* **Task goal**: Using the records below, repeat exactly the lines from the one holding "Target: wrecked white car" through the one holding "Target: reflective stripe on jacket", both ends included, and no others.

(Entries taken from a collection)
----------------------------------------

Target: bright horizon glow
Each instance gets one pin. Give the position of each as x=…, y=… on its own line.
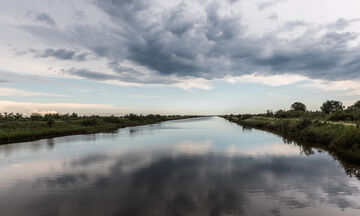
x=177, y=57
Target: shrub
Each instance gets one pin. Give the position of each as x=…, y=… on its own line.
x=50, y=122
x=331, y=106
x=298, y=106
x=90, y=121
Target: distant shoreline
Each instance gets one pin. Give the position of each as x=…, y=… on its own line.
x=340, y=140
x=25, y=129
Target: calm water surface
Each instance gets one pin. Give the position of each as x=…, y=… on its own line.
x=203, y=166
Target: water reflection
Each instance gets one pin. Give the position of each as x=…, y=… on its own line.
x=188, y=167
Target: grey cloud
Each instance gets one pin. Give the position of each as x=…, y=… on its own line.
x=62, y=54
x=122, y=74
x=342, y=23
x=45, y=18
x=267, y=4
x=177, y=42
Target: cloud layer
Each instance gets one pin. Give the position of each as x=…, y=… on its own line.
x=157, y=42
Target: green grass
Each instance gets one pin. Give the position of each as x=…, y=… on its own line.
x=27, y=129
x=341, y=140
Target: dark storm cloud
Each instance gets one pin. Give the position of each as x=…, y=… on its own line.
x=62, y=54
x=183, y=43
x=122, y=74
x=45, y=18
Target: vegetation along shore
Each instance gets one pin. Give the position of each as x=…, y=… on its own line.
x=334, y=128
x=17, y=128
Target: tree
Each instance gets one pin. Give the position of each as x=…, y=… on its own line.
x=298, y=106
x=331, y=106
x=357, y=104
x=50, y=122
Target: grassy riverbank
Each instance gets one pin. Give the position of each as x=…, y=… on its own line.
x=16, y=128
x=342, y=140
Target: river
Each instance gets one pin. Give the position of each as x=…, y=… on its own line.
x=201, y=166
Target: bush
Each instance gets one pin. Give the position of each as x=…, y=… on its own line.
x=50, y=122
x=90, y=121
x=298, y=106
x=331, y=106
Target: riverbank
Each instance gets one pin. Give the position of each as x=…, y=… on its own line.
x=341, y=140
x=21, y=129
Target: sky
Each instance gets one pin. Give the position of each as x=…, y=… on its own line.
x=178, y=56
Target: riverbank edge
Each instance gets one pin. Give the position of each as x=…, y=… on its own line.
x=341, y=141
x=106, y=128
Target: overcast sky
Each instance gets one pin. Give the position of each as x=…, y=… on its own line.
x=181, y=57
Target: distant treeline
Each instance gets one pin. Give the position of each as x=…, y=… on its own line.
x=334, y=128
x=17, y=128
x=330, y=111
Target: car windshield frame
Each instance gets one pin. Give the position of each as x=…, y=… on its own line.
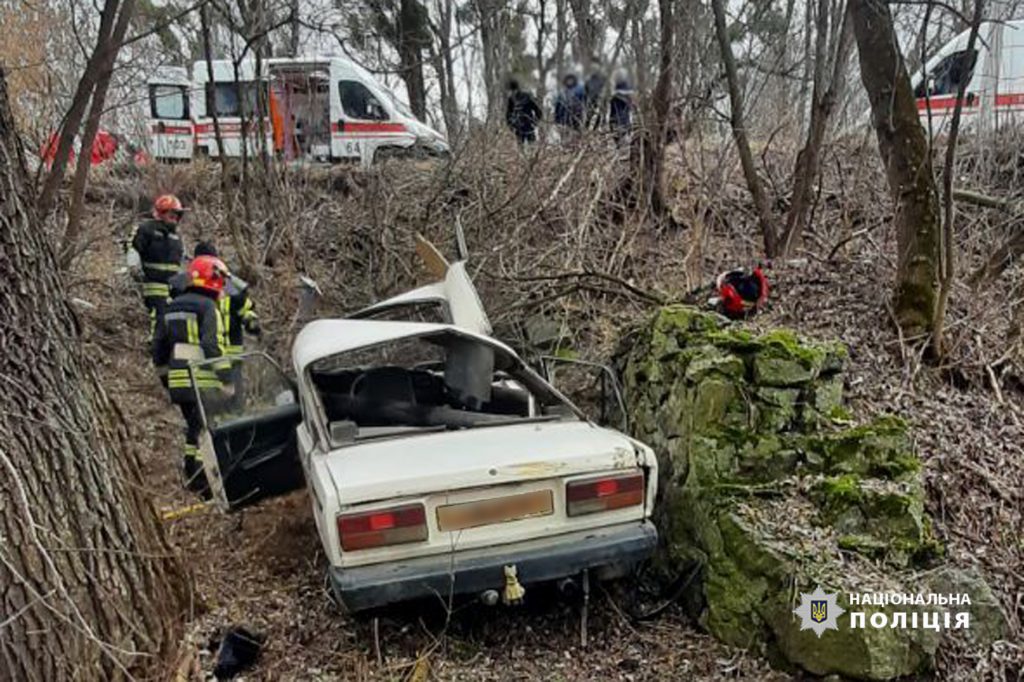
x=512, y=367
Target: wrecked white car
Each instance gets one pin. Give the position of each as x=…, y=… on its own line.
x=436, y=461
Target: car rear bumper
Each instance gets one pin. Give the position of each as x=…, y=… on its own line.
x=473, y=571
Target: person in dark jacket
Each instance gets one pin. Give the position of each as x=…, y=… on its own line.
x=522, y=113
x=621, y=109
x=569, y=103
x=160, y=251
x=187, y=335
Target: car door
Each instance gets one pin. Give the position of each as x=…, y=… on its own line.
x=249, y=442
x=591, y=386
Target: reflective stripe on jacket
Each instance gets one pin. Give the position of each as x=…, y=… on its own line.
x=189, y=333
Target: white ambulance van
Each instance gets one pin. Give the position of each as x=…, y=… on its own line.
x=993, y=72
x=169, y=121
x=324, y=109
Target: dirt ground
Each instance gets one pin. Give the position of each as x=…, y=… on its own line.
x=262, y=567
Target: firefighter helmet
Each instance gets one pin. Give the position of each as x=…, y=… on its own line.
x=741, y=293
x=208, y=272
x=167, y=205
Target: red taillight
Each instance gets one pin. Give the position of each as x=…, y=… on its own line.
x=604, y=494
x=383, y=526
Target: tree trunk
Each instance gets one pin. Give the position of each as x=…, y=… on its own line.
x=73, y=119
x=904, y=154
x=89, y=589
x=653, y=152
x=586, y=43
x=765, y=220
x=411, y=27
x=822, y=103
x=69, y=245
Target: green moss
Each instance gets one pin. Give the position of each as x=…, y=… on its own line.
x=741, y=422
x=785, y=343
x=838, y=492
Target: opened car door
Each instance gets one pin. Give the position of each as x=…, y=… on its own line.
x=248, y=442
x=593, y=387
x=453, y=300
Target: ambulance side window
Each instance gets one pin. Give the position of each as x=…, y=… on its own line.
x=358, y=102
x=168, y=102
x=948, y=75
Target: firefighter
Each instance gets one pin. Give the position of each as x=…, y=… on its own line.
x=189, y=332
x=160, y=253
x=741, y=293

----------------------------------------

* **Response below**:
Target: wrecked white car
Each instance gets one pin. Give the position of each as x=…, y=… on its own line.
x=436, y=461
Target: car rear bumper
Each instance gets one pin. Give the position of each as x=…, y=… on its own line.
x=473, y=571
Target: person in dark jacket
Each instance gets one pin. Give the position of each as x=…, y=… on its own line.
x=522, y=113
x=621, y=109
x=569, y=103
x=160, y=251
x=187, y=335
Target: car door
Each instance gets one pin. Give the position of each as x=…, y=… on its own line.
x=249, y=442
x=591, y=386
Target: reflective stripe on jacket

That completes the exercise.